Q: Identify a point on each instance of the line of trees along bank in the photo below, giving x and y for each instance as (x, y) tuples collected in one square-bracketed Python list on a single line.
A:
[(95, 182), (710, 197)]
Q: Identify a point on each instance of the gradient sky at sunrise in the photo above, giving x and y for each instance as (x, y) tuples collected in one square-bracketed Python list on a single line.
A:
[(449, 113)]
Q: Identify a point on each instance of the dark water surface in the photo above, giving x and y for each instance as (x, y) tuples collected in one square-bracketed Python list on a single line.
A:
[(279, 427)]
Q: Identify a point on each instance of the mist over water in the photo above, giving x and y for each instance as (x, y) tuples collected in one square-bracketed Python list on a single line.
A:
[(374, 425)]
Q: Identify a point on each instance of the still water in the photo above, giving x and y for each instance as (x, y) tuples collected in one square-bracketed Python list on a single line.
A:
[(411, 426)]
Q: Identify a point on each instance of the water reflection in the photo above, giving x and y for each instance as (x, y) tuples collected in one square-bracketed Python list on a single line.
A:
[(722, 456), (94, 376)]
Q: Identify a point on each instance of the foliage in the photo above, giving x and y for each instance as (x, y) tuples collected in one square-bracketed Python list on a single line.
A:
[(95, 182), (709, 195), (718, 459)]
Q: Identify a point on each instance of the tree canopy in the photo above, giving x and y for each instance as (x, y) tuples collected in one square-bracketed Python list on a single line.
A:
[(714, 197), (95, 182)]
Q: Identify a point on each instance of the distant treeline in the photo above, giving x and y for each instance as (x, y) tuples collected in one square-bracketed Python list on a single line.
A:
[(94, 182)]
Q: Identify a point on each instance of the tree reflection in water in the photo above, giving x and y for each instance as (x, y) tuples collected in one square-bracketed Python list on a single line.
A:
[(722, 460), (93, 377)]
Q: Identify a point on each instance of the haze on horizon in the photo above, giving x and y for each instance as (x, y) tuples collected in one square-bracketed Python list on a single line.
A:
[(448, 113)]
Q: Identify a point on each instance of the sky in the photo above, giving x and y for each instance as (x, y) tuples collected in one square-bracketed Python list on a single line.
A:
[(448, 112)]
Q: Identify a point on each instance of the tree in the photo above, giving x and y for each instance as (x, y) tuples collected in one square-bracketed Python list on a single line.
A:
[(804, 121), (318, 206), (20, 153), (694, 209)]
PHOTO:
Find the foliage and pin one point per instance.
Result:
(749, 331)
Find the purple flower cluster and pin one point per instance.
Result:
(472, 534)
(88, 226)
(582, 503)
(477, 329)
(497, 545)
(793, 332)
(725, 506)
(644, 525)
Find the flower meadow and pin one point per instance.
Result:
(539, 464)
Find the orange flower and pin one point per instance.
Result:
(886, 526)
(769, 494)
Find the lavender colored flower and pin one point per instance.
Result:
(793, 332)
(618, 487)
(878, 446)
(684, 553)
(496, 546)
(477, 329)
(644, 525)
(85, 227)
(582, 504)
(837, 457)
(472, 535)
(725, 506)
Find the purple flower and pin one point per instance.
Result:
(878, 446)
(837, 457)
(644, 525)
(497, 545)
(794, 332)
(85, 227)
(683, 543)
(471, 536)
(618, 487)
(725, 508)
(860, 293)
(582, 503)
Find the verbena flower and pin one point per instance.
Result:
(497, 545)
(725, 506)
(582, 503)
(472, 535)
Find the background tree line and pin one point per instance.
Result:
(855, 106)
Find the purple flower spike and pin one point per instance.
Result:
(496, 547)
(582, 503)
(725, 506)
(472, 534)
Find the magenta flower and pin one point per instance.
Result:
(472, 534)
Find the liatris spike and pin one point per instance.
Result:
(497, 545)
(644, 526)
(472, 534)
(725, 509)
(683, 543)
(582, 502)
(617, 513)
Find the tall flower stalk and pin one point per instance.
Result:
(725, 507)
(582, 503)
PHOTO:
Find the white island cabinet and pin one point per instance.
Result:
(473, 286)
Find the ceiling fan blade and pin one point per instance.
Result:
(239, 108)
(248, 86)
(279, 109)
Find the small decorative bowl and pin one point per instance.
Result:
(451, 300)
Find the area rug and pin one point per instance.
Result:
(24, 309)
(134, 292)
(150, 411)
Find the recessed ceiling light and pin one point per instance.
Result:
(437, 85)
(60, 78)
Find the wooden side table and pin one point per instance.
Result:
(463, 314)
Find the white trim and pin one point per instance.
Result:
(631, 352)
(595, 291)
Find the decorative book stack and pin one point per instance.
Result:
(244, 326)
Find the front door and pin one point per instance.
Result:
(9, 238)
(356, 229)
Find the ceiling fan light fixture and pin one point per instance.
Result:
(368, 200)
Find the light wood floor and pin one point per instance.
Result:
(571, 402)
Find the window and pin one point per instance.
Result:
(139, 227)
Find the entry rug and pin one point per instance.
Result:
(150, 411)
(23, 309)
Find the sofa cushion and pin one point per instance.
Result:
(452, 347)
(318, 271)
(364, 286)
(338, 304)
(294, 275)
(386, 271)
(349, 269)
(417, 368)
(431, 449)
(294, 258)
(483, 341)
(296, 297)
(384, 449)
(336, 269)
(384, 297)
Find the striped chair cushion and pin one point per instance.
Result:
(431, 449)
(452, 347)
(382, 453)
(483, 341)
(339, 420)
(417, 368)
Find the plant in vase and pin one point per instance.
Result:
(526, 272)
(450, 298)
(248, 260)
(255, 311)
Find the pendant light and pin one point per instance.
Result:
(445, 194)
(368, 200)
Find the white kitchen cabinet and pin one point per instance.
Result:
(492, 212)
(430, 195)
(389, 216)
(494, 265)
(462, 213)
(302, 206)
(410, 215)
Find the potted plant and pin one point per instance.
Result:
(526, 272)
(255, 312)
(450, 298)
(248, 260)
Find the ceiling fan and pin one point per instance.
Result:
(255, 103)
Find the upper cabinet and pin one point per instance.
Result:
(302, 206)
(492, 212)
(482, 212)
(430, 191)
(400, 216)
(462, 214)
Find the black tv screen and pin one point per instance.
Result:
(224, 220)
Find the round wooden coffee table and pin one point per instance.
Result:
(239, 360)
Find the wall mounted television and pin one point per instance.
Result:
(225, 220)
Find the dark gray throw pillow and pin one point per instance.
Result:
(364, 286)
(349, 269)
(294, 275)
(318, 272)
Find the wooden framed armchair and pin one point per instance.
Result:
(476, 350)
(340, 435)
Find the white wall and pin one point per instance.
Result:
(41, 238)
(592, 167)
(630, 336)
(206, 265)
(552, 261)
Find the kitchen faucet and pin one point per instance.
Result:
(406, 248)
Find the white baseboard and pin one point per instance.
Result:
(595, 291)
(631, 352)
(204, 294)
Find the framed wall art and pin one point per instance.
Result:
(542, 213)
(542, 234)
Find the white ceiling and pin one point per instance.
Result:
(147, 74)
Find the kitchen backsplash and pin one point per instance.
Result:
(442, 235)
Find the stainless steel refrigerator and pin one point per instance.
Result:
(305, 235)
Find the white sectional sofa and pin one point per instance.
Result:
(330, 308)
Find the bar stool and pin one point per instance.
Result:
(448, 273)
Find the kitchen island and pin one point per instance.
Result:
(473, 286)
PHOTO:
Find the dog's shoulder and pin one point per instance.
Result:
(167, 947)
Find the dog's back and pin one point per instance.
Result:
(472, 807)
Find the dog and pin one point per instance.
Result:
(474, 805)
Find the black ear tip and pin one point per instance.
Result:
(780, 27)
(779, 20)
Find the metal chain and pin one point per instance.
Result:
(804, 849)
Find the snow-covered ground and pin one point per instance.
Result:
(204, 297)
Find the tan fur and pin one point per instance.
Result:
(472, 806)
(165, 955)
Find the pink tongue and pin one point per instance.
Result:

-=-=-

What is asked →
Reproduce all of the rows above, switching each "instance" to "occurrence" and leaving everything else unchanged.

Complete answer →
Q: Identify a point on each occurrence of the line of trees along bank in the photo below, giving x and y for each occurrence as (x, y) tuples collected in one square-bracketed Python list on a single line.
A:
[(95, 182), (710, 197)]
Q: Identify a point on each occurrence of the gradient sky at sunrise in the photo above, giving x and y for each occurrence as (x, y) tuples collected in one square-bracketed Python list on a single line.
A:
[(449, 113)]
Q: Identify a point on each occurrence of the dark water surface in the photo above, giving x and y for each occurrence as (x, y) tuples collected in one square-bracketed Python list on a single line.
A:
[(279, 427)]
Q: Identify a point on each occurrence of the mist over water in the photo above, giving x and y for each occurrence as (x, y) tuples collected in one square-bracketed Python list on a single line.
A:
[(374, 425)]
Q: Identify a point on each occurrence of the still water in the photo above, giving x and y for each occurrence as (x, y) tuples collected in one square-bracketed Python list on a single line.
A:
[(411, 426)]
Q: Identify a point on each occurrence of the water reflection in the photo above, giving x and y for each occurrence as (x, y) tuples collected in one square-bracketed Python list on a single line.
A:
[(722, 456), (94, 376)]
Q: Identify a point on each occurrence of the foliage in the photo above, giving x and y for each occurrence as (x, y) tuples collected in one square-bracketed Python list on a single line.
A:
[(95, 182), (709, 195), (718, 459)]
Q: Identify a point on each occurrence of the tree canopy in the photo above, giving x and y for each occurrence as (x, y) tuples collected in one square-bracketed Python list on a single line.
A:
[(714, 197), (95, 182)]
Q: Identify a point on each occurrence of the distant treeline in the photo above, giving x and y for each occurrence as (x, y) tuples collected in one square-bracketed Python list on a single line.
A:
[(94, 182)]
Q: Identify a point on each occurrence of the tree reflection in water in the photo above, giving x and y for each occurrence as (x, y) tuples collected in one square-bracketed Python list on a single line.
A:
[(722, 460), (93, 377)]
Q: Identify a point on each occurrence of the haze on horizon in the photo above, giving x and y for each occurrence as (x, y) tuples collected in one square-bracketed Python list on a single line.
A:
[(448, 113)]
Q: Identify a point on each occurrence of the sky in the photo above, giving x and y for each occurrence as (x, y) tuples collected in one square-bracketed Python list on a single line.
A:
[(448, 112)]
Q: Identify a point on each occurrence of the tree in the photo above, giving x and y for each occurrence as (x, y) tuples collected in one square-bracketed Python list on a single line.
A:
[(804, 121), (318, 206), (20, 153), (694, 209)]
PHOTO:
Find the foliage and pin one point per occurrence.
Result:
(749, 331)
Find the purple flower cluster and pin one point per occurrence.
Result:
(472, 534)
(88, 226)
(582, 503)
(477, 329)
(497, 545)
(793, 332)
(725, 506)
(644, 525)
Find the flower meadow and pin one point per occurrence.
Result:
(539, 464)
Find the orange flower and pin one point per occurrence.
Result:
(886, 526)
(769, 494)
Find the lavender colored flower and pin one point per occurrence.
Result:
(793, 332)
(618, 487)
(878, 446)
(684, 553)
(496, 546)
(477, 329)
(644, 525)
(85, 227)
(582, 504)
(837, 457)
(472, 535)
(725, 506)
Find the purple flower and pin one point per occurrence.
Result:
(878, 446)
(837, 457)
(644, 525)
(497, 545)
(794, 332)
(85, 227)
(683, 543)
(471, 536)
(618, 487)
(725, 508)
(860, 293)
(582, 503)
Find the verbena flower and pin one point per occurrence.
Result:
(497, 545)
(725, 506)
(582, 503)
(472, 535)
Find the background tree line and pin one point per occurrence.
Result:
(855, 106)
Find the purple flower spike and pin one point per occurrence.
Result:
(496, 547)
(582, 503)
(725, 506)
(472, 534)
Find the magenta flower and pin one point per occurrence.
Result:
(472, 534)
Find the liatris spike and pin one point per occurrence.
Result:
(497, 545)
(644, 526)
(472, 534)
(725, 509)
(683, 543)
(582, 502)
(617, 513)
Find the tall flower stalk and pin one point per occurrence.
Result:
(725, 507)
(582, 503)
PHOTO:
Find the white island cabinet and pin one point per occurrence.
Result:
(473, 286)
Find the ceiling fan blade and pin one point per occurrence.
Result:
(239, 108)
(248, 86)
(279, 109)
Find the small decorative bowl and pin one point per occurrence.
Result:
(451, 300)
Find the area rug and pin one point per occurrence.
Result:
(24, 309)
(134, 292)
(150, 411)
Find the recessed ceiling light and pin one point per occurrence.
Result:
(437, 85)
(60, 78)
Find the wooden side table and pin one point per occurrence.
Result:
(463, 314)
Find the white trim and pin one point per occurrence.
Result:
(631, 352)
(595, 291)
Find the decorative book stack and pin one point per occurrence.
Result:
(244, 326)
Find the front door and pin one point per occurrence.
Result:
(9, 238)
(356, 229)
Find the ceiling fan light fixture and pin one point per occurrence.
Result:
(368, 200)
Find the light wood floor and pin one point per occurrence.
Result:
(571, 402)
Find the window and pin one point per occurrence.
Result:
(139, 227)
Find the entry rug and pin one point per occurrence.
Result:
(150, 411)
(23, 309)
Find the sofa cushion and pin one point per occurrence.
Result:
(452, 347)
(318, 271)
(364, 286)
(338, 304)
(294, 275)
(386, 271)
(349, 269)
(417, 368)
(431, 449)
(294, 258)
(483, 341)
(296, 297)
(384, 449)
(336, 269)
(384, 297)
Find the striped chair cushion and pin one point per occurrence.
Result:
(431, 449)
(452, 347)
(382, 453)
(483, 341)
(339, 420)
(417, 368)
Find the plant in vase and pin one point per occurrence.
Result:
(526, 272)
(450, 298)
(248, 260)
(255, 311)
Find the pendant light and pin one point per occurrence.
Result:
(445, 194)
(368, 200)
Find the white kitchen cabinet and pin one point per occurrence.
Result:
(492, 212)
(430, 195)
(389, 216)
(494, 265)
(462, 213)
(302, 206)
(410, 215)
Find the potted plant and pin one point per occurrence.
Result:
(526, 272)
(255, 312)
(450, 298)
(248, 260)
Find the ceiling fan and pin one point per occurrence.
Result:
(255, 103)
Find the upper cabinet and pin one point per occurrence.
Result:
(302, 206)
(492, 212)
(482, 212)
(430, 191)
(400, 216)
(462, 214)
Find the black tv screen and pin one point per occurrence.
Result:
(224, 220)
Find the round wooden coffee table and pin one point per occurrence.
Result:
(239, 360)
Find the wall mounted television and pin one point per occurrence.
Result:
(225, 220)
Find the dark gray throw pillow and pin one point per occurrence.
Result:
(364, 286)
(349, 269)
(294, 275)
(318, 272)
Find the wooden framed armchair and pin one point per occurrence.
Result:
(476, 350)
(340, 435)
Find the white wall and pin one point per occurrence.
Result:
(41, 238)
(592, 167)
(630, 336)
(206, 265)
(552, 261)
Find the kitchen faucet and pin one point per occurrence.
Result:
(406, 248)
Find the white baseboard and pin one point per occurrence.
Result:
(595, 291)
(631, 352)
(204, 294)
Find the framed wall art and pin one point per occurrence.
Result:
(542, 213)
(542, 234)
Find the white ceiling and pin one point per occurrence.
Result:
(147, 74)
Find the kitchen backsplash and pin one point per occurrence.
Result:
(442, 235)
Find the stainless steel refrigerator and pin one point per occurrence.
Result:
(305, 235)
Find the white sectional sofa and pin one point per occurrence.
Result:
(330, 308)
Find the bar stool and pin one point per occurrence.
Result:
(448, 273)
Find the kitchen island and pin one point per occurrence.
Result:
(473, 286)
PHOTO:
Find the dog's shoulder and pin one point per occurrence.
Result:
(167, 947)
Find the dog's back and pin one point per occurrence.
Result:
(472, 807)
Find the dog and pin one point per occurrence.
Result:
(474, 805)
Find the black ear tip and pin one point per occurrence.
Result:
(780, 27)
(779, 20)
Find the metal chain and pin one point per occurrence.
Result:
(804, 849)
Find the snow-covered ground and pin one point per occurrence.
Result:
(204, 297)
Find the tan fur and pin one point per occurrence.
Result:
(472, 806)
(165, 955)
Find the pink tongue and pin one point per occurrence.
Result:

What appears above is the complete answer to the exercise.